-- start of Source extract --
# Sask, Canada - Complete unit! 2013 Kubota 110, Snow blower, Metal Pless



## lawntec (Aug 20, 2006)

2013 Kubota M110 1500hours. It has been vinyl wrapped since brand new, so the orange body beneath will be 100% unfaded. It operates exactly as it should and doesn't need anything. had 4 remotes, filled front tires. It is exactly what you would expect. It has spent 100% of its life (less the operating hours) indoors in heated shop. It also has a custom accumulator setup to allow it to ride like a Cadillac while driving on bumpy roads (it truly is a thing of beauty).

2013 102" Schulte snowblower on the 3ph hitch, with custom PXPL back drag blade with poly edge, see videos. This operates 100% and does not need anything.

2017 Metal Pless 9-14 Live Edge plow. This plow looks perfect and works perfect.

This is a sudden change of heart for this upcoming winter season. I don not plan to run any of this equipment this year.

Compete package: $57,000USD

(plow = $13k)
(blower = $3k)
(tractor = $41k)
NOTE: The Broom is not inculded. But everything is for sale for a price lol


----------



## lawntec (Aug 20, 2006)




----------



## lawntec (Aug 20, 2006)

The tractor used to be wrapped black, but i re-wrapped it white!!! And it used to have an HLA Snowwing, but I upgraded to MP afterwards


----------



## m_ice (Aug 12, 2012)

Does it play with that 9-14? Or is it just right?


----------



## lawntec (Aug 20, 2006)

Play with it? You mean.....does it handle the 9-14? If so, I wouldn't do anything but a 9-14 on a machine like this.


----------



## m_ice (Aug 12, 2012)

lawntec said:


> Play with it? You mean.....does it handle the 9-14? If so, I wouldn't do anything but a 9-14 on a machine like this.


Yes I was just curious how it handles it. Nice machine!


----------



## snowgraves (Oct 5, 2019)

do you still have this?


----------



## lawntec (Aug 20, 2006)

sure do


----------



## snowgraves (Oct 5, 2019)

Still around?


----------
-- end of Source extract --
-- start of Material shown --
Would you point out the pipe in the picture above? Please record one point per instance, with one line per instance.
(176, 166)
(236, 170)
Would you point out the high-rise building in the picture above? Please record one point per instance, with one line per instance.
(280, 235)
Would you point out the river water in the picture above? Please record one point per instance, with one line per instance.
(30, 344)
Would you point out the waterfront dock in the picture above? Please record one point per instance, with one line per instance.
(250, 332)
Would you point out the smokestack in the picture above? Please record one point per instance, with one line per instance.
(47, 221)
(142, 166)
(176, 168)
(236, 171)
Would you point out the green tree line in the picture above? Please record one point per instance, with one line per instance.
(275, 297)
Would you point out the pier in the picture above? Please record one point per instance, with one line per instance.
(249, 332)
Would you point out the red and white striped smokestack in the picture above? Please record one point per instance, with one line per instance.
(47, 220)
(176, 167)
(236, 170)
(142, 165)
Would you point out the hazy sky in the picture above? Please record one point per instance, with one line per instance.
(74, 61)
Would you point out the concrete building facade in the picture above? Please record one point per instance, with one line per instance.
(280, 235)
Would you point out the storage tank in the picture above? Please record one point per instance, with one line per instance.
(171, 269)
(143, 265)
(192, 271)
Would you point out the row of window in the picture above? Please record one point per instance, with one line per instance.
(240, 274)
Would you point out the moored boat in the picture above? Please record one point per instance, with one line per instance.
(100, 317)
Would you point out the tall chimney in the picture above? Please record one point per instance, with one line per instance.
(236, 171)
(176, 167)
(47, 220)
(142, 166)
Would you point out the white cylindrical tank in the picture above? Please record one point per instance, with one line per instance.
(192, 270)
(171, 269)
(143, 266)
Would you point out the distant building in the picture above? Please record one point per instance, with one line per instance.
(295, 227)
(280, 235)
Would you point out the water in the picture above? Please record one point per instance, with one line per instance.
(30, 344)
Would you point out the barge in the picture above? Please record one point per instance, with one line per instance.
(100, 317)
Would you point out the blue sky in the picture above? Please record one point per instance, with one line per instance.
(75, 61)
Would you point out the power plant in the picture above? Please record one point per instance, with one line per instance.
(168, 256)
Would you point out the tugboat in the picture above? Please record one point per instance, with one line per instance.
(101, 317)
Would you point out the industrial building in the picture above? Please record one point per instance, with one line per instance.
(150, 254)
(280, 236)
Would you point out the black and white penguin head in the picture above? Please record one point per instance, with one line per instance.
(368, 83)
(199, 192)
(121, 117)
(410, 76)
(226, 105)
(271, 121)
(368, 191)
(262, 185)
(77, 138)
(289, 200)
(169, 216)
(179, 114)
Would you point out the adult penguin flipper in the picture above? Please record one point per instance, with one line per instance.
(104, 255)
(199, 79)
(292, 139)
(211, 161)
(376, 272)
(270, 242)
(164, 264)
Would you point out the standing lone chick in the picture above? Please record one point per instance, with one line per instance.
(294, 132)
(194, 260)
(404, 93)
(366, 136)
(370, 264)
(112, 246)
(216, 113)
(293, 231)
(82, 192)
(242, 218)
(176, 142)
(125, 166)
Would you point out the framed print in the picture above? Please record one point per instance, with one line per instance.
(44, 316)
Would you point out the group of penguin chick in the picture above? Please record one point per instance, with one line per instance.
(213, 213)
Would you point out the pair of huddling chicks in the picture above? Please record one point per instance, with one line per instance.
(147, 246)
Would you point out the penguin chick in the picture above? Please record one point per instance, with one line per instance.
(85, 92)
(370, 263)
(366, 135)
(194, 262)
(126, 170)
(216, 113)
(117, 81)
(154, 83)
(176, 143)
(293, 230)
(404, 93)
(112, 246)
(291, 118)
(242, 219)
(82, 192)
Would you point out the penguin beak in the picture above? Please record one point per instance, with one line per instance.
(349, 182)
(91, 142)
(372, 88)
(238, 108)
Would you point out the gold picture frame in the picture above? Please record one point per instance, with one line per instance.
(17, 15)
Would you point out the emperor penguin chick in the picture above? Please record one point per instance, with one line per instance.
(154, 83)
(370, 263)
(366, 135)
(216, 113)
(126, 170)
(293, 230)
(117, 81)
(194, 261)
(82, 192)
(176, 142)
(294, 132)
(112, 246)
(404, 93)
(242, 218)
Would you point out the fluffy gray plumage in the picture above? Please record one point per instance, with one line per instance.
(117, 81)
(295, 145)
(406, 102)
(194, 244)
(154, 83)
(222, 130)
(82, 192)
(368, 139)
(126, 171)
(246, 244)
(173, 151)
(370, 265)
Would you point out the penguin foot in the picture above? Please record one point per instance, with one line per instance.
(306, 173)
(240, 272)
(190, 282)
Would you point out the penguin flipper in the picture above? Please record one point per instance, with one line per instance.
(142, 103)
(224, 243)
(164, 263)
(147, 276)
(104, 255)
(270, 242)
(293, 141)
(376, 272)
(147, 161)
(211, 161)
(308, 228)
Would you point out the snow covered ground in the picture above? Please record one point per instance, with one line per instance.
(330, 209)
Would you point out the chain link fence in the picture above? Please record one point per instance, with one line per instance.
-- end of Material shown --
#### [Tasks to complete]
**a.** Answer these from the equipment sale thread, one line each:
(i) How many hours does the tractor have?
(ii) What year is the Metal Pless plow?
(iii) What color did lawntec re-wrap the tractor?
**b.** List every price in the equipment sale thread, along with what each price covers.
The records have nothing to do with the equipment sale thread.

#### [Answers provided]
**a.**
(i) 1500 hours
(ii) 2017
(iii) White

**b.**
Complete package: $57,000 USD
Plow: $13k
Blower: $3k
Tractor: $41k